Begin Selected excerpt

LogoMasst Docs

Replication

Understanding data replication strategies in distributed systems.

What is Replication?

Replication is the process of storing copies of data on multiple machines. It provides redundancy, improves availability, and can enhance read performance by distributing load.


Why Replicate?

GoalHow Replication Helps
High availabilityData survives machine failures
Fault toleranceSystem continues working with failed nodes
Low latencyServe data from geographically closer replicas
Read scalabilityDistribute read load across replicas

Replication Strategies

Single-Leader (Primary-Replica)

One node accepts writes; others replicate from it.

           Writes


         ┌────────┐
         │ Leader │
         └───┬────┘
             │ Replication
     ┌───────┼───────┐
     ▼       ▼       ▼
┌────────┐┌────────┐┌────────┐
│Follower││Follower││Follower│
└────────┘└────────┘└────────┘
     ▲       ▲       ▲
     │       │       │
        Reads (distributed)

Pros:

  • Simple to understand
  • No write conflicts
  • Easy consistency guarantees

Cons:

  • Leader is write bottleneck
  • Leader failure requires failover

Examples: PostgreSQL, MySQL, MongoDB (default), Redis

Multi-Leader (Master-Master)

Multiple nodes accept writes independently.

┌────────┐         ┌────────┐
│Leader A│◄───────►│Leader B│
│(writes)│ bidirectional │(writes)│
└───┬────┘         └────┬───┘
    │                   │
    ▼                   ▼
┌────────┐         ┌────────┐
│Follower│         │Follower│
└────────┘         └────────┘

Pros:

  • Better write throughput
  • Tolerates leader failures
  • Good for multi-datacenter

Cons:

  • Write conflicts possible
  • Complex conflict resolution
  • Harder consistency guarantees

Examples: CouchDB, Cassandra (configurable), MySQL Group Replication

Leaderless (Peer-to-Peer)

All nodes are equal; any node can accept reads/writes.

     ┌────────┐
     │ Node A │
     └───┬────┘

    ┌────┴────┐
    │         │
┌───┴───┐ ┌───┴───┐
│Node B │ │Node C │
└───────┘ └───────┘

Client writes to multiple nodes
Client reads from multiple nodes

Pros:

  • No single point of failure
  • High availability
  • Write to any node

Cons:

  • Complex quorum logic
  • Eventual consistency challenges
  • More network traffic

Examples: Cassandra, DynamoDB, Riak


Synchronous vs Asynchronous

Synchronous Replication

Leader waits for followers before acknowledging writes.

End Selected excerpt

*Problems to solve*:
(A) List the goals given in the table under "Why Replicate?" on the replication page.
(B) Revise the passage of the replication page starting at "Why Replicate?" and ending at "Single-Leader (Primary-Replica)", and replace "replicas" with "copies".

Begin Provided information

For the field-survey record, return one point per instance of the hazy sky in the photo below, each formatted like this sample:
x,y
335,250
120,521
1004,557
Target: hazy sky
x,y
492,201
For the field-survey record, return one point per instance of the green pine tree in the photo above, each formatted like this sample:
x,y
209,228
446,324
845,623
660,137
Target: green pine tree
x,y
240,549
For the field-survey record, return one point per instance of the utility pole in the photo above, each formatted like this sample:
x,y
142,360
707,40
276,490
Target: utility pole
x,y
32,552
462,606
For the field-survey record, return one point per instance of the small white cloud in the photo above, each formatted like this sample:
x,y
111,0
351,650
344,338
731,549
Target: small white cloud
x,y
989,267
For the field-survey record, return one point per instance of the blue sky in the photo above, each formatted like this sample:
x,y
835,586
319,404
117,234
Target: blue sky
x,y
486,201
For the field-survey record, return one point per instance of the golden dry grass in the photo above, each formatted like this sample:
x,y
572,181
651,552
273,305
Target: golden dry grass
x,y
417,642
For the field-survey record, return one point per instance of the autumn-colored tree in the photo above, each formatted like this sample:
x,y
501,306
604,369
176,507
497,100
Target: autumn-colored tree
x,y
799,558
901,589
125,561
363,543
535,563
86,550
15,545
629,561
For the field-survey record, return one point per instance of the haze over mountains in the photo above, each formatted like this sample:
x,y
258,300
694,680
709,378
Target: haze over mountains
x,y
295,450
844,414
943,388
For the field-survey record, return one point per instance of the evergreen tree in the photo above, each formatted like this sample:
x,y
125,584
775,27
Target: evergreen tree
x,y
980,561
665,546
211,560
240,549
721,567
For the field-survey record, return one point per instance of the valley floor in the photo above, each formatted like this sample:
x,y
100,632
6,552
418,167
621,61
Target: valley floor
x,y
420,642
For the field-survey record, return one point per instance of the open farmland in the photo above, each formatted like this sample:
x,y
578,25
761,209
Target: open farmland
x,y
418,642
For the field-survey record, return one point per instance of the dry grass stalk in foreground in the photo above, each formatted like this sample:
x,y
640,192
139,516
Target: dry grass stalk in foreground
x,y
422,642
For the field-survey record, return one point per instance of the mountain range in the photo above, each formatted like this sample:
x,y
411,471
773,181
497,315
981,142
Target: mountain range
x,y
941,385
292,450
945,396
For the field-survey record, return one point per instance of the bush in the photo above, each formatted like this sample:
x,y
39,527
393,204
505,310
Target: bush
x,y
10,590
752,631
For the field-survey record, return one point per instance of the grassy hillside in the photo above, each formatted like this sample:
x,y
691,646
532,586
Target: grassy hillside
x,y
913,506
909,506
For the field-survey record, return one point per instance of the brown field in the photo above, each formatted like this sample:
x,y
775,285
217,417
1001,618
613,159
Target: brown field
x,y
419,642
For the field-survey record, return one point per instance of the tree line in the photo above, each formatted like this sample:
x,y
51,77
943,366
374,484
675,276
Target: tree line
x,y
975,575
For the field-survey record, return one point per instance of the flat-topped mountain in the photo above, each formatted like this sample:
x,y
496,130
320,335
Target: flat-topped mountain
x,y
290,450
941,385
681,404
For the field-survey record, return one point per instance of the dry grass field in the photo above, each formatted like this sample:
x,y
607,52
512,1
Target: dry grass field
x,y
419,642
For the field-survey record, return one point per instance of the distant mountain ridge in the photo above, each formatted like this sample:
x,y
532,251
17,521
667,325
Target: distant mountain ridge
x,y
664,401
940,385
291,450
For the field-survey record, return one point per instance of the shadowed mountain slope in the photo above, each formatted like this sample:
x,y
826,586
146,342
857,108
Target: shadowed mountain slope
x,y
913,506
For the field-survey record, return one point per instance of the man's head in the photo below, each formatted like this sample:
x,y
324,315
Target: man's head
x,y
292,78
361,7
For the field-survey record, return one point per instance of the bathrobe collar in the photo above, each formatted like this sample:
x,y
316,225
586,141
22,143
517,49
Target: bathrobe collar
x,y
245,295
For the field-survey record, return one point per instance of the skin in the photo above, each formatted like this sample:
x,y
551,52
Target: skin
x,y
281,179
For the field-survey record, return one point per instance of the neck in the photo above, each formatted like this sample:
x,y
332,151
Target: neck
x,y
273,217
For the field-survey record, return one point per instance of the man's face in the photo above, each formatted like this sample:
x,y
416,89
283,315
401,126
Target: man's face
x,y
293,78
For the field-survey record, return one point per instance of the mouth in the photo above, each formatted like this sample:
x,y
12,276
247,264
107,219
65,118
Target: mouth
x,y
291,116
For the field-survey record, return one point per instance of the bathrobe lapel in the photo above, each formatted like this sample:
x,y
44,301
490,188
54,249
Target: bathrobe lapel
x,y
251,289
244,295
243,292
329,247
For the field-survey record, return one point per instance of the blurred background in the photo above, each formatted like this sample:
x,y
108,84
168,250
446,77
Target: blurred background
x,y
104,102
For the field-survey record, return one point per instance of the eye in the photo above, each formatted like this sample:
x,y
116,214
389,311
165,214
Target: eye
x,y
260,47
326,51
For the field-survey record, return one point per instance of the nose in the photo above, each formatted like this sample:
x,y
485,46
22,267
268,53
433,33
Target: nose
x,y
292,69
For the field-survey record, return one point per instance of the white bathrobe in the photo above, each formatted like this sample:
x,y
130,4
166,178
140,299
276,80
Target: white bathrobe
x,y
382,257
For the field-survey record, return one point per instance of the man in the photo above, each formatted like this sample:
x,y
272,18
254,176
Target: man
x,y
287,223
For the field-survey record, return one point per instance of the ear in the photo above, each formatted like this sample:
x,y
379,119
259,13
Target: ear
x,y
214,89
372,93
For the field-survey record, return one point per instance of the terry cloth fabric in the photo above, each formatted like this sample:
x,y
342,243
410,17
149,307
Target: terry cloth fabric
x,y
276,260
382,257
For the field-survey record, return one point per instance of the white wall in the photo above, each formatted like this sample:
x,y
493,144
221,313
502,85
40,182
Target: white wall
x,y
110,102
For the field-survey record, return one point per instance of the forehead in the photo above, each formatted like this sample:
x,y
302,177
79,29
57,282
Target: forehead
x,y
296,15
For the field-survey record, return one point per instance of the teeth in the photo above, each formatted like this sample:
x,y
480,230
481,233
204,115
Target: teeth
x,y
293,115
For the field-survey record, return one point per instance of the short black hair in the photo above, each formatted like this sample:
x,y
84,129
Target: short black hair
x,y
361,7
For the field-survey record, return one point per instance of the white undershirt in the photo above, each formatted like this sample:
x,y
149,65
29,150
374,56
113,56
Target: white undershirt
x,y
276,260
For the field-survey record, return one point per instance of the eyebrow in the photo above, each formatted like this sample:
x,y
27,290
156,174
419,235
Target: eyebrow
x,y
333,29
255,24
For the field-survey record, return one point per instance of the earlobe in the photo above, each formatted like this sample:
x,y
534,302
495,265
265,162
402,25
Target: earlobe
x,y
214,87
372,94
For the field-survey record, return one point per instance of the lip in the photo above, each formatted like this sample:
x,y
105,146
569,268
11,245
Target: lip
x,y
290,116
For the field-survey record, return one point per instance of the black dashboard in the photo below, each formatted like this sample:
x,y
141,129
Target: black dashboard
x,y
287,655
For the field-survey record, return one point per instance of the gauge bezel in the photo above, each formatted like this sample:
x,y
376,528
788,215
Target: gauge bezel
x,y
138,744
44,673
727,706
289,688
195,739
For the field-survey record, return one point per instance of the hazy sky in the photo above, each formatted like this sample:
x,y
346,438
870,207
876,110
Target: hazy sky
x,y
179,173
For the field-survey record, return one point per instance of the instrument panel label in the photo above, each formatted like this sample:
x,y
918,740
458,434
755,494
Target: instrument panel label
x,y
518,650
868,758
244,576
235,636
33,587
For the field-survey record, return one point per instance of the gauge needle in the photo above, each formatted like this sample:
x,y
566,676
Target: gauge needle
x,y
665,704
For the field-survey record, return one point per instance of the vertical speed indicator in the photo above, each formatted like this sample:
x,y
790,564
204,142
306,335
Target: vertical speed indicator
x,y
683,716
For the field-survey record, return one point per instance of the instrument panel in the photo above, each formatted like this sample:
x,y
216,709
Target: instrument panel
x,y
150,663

End Provided information

*Outputs*:
(A)
High availability
Fault tolerance
Low latency
Read scalability

(B)
Why Replicate?

GoalHow Replication Helps
High availabilityData survives machine failures
Fault toleranceSystem continues working with failed nodes
Low latencyServe data from geographically closer copies
Read scalabilityDistribute read load across copies

Replication Strategies

Single-Leader (Primary-Replica)